WORK INSTRUCTION 1:
Answer these questions about the theater review text:
(a) What does the opening paragraph say a downloaded song costs?
(b) Which two events frame the Czech experience that the play covers?
(c) What is the name of the nonconformist Czech rock group?
WORK INSTRUCTION 2: Count the lines of the listing that contain the string "resolution", and give only that number.

Rock ‘n’ roll music isn’t important anymore.  I mean—it’s not really important.  It’s nearly irrelevant.  Download a song, a bunch of ones and zeroes for a buck.  (Do people know the names of the tunes or just the playlist number? ‘Play number five!’) It isn’t changing the world; wars are not stopping, cultures are not shifting seismically, freedom isn’t expanding, lives are not being changed and revolutions are not happening because of music—not like they did back in the day.  At least not like the way we like to think it all did.

So.  Anyone for a play about the Czech experience between the Prague Spring of 1968 and the Velvet Revolution of 1989?  Here’s a play that it is tightly woven with the threads of the music—played at concert level volumes no less—of Syd Barrett, Pink Floyd, the Beach Boys, the Velvet Underground, the Rolling Stones, Frank Zappa and a nonconformist Czech rock group that was at the centre of Czech society—the Plastic People of the Universe.  Here’s literature that counts, a play that pokes and prods the comfortable and callow in the West—saying, wake up!  This music can change the world and like that Beatle song said—you don’t know how lucky you are.

Segmentation mask data
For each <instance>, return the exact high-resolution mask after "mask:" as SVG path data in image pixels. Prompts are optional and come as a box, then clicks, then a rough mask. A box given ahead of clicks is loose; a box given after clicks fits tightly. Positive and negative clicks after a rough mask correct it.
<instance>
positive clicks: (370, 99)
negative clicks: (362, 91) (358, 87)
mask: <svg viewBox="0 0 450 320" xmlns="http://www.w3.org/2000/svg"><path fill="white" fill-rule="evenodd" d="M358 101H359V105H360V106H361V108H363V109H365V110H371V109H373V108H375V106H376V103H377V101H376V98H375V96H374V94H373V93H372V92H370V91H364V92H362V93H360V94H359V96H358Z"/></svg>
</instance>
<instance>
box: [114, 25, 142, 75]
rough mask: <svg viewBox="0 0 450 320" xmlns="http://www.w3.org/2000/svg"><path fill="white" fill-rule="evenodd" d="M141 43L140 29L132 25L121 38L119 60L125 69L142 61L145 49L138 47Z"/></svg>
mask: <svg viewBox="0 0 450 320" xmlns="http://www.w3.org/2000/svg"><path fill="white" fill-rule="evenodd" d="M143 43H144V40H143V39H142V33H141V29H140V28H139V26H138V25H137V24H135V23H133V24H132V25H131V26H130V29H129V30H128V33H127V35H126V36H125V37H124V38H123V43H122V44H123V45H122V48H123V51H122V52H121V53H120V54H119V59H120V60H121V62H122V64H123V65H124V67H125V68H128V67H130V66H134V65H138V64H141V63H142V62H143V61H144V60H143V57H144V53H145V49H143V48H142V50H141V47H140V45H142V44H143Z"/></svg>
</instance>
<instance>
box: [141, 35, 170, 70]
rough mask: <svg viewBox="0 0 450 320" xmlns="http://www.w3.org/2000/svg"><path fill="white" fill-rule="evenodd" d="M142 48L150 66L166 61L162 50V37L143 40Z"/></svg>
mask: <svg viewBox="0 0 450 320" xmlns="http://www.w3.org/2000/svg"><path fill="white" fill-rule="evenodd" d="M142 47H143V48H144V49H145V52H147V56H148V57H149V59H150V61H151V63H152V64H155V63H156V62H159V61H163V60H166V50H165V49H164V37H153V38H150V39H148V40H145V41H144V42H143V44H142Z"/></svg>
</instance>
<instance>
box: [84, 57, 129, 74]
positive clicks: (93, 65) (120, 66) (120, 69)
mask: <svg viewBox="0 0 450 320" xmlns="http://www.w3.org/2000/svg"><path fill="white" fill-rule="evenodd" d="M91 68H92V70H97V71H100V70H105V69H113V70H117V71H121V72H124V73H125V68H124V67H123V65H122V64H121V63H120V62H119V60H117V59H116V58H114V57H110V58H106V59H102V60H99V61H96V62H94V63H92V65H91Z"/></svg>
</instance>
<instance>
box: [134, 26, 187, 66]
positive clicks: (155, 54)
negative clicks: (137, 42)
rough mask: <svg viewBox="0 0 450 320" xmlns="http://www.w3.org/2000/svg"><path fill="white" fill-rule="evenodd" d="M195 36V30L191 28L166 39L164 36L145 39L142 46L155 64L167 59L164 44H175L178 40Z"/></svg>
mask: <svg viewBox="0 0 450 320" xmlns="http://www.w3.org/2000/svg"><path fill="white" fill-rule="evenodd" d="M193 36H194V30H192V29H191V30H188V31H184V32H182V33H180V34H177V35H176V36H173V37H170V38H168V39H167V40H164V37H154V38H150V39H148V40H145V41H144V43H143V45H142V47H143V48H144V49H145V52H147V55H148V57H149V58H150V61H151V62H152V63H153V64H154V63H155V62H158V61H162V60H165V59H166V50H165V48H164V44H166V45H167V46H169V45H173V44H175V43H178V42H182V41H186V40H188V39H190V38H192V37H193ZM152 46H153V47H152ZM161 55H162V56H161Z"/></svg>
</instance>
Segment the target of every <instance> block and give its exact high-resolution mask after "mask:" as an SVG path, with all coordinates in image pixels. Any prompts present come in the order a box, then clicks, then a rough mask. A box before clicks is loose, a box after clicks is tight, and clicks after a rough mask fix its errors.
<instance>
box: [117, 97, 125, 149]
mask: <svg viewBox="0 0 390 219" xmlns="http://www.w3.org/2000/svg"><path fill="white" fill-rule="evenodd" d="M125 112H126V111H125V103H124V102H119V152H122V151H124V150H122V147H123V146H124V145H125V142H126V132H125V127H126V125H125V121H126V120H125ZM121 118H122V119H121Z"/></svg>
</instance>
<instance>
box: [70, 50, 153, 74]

TASK OUTPUT 1:
(a) A buck.
(b) The Prague Spring of 1968 and the Velvet Revolution of 1989.
(c) The Plastic People of the Universe.

TASK OUTPUT 2: 2